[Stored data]
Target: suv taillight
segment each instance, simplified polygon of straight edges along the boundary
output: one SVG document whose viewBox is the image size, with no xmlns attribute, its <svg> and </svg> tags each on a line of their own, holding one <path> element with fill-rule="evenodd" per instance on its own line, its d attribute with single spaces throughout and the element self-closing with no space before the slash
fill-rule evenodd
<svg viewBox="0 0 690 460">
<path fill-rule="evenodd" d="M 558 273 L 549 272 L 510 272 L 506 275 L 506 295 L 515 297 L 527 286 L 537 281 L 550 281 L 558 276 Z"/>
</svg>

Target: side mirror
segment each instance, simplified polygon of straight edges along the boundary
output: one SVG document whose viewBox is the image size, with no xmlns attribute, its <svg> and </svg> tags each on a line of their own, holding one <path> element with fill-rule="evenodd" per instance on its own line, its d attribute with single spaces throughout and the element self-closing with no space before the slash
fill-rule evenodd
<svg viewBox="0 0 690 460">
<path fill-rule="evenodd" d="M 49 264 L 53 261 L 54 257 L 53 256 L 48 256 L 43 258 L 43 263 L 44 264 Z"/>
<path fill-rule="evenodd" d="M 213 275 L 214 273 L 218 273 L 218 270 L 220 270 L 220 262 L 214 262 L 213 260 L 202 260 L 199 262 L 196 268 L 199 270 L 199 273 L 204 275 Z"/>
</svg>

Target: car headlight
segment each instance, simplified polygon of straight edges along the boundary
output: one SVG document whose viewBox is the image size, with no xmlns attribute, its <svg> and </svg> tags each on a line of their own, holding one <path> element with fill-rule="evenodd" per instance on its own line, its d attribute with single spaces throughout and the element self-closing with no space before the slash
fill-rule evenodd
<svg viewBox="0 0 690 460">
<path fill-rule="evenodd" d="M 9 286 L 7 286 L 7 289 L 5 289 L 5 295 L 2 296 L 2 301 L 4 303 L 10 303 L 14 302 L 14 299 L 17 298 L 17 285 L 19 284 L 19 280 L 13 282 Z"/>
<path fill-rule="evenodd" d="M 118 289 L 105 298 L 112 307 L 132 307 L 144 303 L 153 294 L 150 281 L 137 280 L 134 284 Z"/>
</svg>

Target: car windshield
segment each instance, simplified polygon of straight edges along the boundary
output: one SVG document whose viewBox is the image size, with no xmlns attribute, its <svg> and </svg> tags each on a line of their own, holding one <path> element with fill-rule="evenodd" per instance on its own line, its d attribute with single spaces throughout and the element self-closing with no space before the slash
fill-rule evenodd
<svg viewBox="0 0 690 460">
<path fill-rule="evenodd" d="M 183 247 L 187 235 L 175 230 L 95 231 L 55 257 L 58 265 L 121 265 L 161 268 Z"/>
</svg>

- _REQUIRED WORK_
Search the data above for "Target" and copy every line where it turns up.

- _WRITTEN ANSWER_
Target: suv taillight
Target: side mirror
Target: car headlight
Target: car windshield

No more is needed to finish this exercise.